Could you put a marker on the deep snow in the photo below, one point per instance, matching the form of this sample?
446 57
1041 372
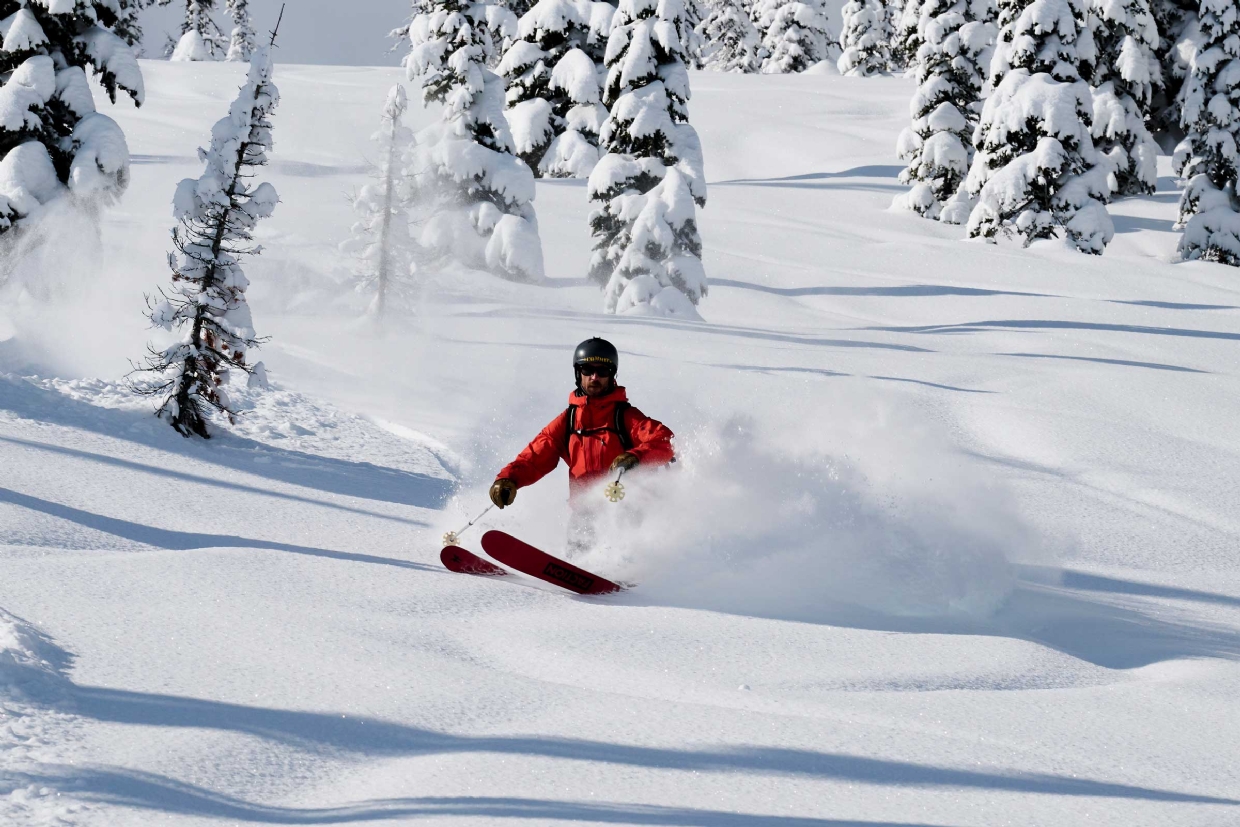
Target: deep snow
952 541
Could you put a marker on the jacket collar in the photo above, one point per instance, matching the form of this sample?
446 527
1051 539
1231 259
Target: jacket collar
579 399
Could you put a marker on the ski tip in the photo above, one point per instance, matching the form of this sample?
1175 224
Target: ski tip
458 559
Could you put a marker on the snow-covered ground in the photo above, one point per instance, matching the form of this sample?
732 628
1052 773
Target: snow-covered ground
952 542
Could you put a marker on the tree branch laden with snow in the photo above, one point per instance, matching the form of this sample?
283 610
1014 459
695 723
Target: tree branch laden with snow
956 40
201 39
647 253
795 34
381 237
243 41
1124 76
482 192
1036 171
52 140
217 213
729 39
1208 158
866 39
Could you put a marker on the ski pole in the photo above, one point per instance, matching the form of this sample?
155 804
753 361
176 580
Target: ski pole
453 537
614 491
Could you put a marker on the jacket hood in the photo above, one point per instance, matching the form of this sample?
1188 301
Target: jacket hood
580 399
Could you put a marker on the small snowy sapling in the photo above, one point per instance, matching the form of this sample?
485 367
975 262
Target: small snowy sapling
956 40
482 194
795 34
866 39
381 238
217 213
554 92
243 41
729 39
1124 76
201 39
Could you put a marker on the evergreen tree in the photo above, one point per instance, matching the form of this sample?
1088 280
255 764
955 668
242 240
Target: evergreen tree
243 40
553 84
201 39
647 254
127 26
1124 77
217 213
1208 155
381 237
484 194
866 39
52 141
1178 31
729 39
907 39
795 34
1036 170
956 41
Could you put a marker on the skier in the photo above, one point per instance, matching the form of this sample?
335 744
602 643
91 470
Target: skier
598 434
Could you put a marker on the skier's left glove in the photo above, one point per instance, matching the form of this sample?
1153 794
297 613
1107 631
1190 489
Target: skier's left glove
625 461
504 492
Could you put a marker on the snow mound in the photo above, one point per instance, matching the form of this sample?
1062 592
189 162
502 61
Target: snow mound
750 525
31 666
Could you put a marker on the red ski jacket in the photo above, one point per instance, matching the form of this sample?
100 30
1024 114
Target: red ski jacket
589 455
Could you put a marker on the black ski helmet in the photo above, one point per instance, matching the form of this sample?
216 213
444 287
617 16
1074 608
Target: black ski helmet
595 351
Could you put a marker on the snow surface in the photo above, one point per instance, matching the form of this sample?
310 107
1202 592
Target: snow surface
952 542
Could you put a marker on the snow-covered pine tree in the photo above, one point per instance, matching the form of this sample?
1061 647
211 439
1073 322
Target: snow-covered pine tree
484 194
795 34
1208 156
905 22
1036 170
729 39
1178 34
201 39
866 39
956 39
1124 77
243 41
647 253
553 93
127 26
52 141
381 238
217 213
========
- _WHAT THE EXERCISE ASKS_:
Copy every line above word for word, omitting the picture.

- _OUTPUT BELOW_:
Could you put a marker on the deep snow in the photo below, one point per instance, matching the form of this sample?
446 57
1041 372
Target: deep snow
952 541
Could you put a marker on the jacket collar in the photo above, one point per instance, matching the form of this sample?
446 527
1051 539
1231 259
Target: jacket collar
579 399
Could you put a marker on the ski tip in the photo above, one point per instance, matching the form of this sample?
1175 224
Target: ski tip
458 559
Could you put a marker on the snow-covered ground in the photo above, one point per instance, matching the form of this sample?
732 628
1052 773
Target: snow-covered ground
952 542
Could you put a marker on the tree branch laden with snow in the photo above, one point per instance, matching the form of this sample?
283 610
1014 459
695 723
Target: tree branch laden with snow
956 40
201 39
647 253
795 34
381 237
243 41
1124 76
482 192
1036 171
52 140
217 213
729 39
1208 158
866 39
Could you put a marker on the ski pole in the photo above, one point per instance, matching the form of this sample?
155 804
753 361
176 580
Target: ski pole
453 537
614 491
Could you put a marker on the jacket hood in the photo above, one point per instance, matching the form of this sample?
1188 301
Target: jacket hood
580 399
Could you put a marker on the small snowy sapling in the photo above, one point per instance, matching the form of this sample?
485 367
975 262
Target: small snowy sapling
956 40
482 194
795 34
866 39
381 238
217 213
554 92
243 41
729 39
1124 76
201 39
Could you put a marker on the evergreen tree in the photo above, one point per instance, matching the form of this sample?
1088 280
255 764
955 668
242 240
Target: evergreen tree
243 40
553 84
201 39
647 254
127 26
1124 77
217 213
1208 155
381 237
484 194
866 39
52 141
1178 31
729 39
907 39
795 34
1036 170
956 41
Could you put a marker on the skier in the photo above, one point per instance, matching the form of this sample?
335 744
602 643
91 470
Target: skier
598 434
Could you put a marker on the skier's left glove in the photo above, one point per instance, matching the form of this sample?
1153 794
297 613
1107 631
1190 489
Target: skier's left glove
625 461
504 492
Could you put a marker on the snow mound in the photo above, one point per instance, matching the form of this sample?
1062 592
189 162
502 61
Target: snow mound
750 525
31 666
Could you put a marker on the red ski jacket in the photo above, one point per instance, matching the form of this sample?
100 30
1024 114
Target: red ski jacket
589 455
Could you put a marker on the black ski helmet in the photo above, one point per instance, matching the form of this sample?
216 213
444 287
617 16
1074 608
Target: black ski helmet
595 351
Could you put a marker on the snow surface in the photo above, one point per instance, matching the form of this sample?
310 107
1202 592
Target: snow surface
952 542
Could you put a marker on the snow-covered pine tree in the photo above, one point per instance, matching the form of this sample?
1061 647
211 439
1073 322
Target: snow-covered pine tree
484 194
795 34
1208 156
905 22
1036 170
729 39
1178 34
201 39
866 39
956 39
1124 77
243 41
647 253
553 93
127 26
52 141
381 238
217 213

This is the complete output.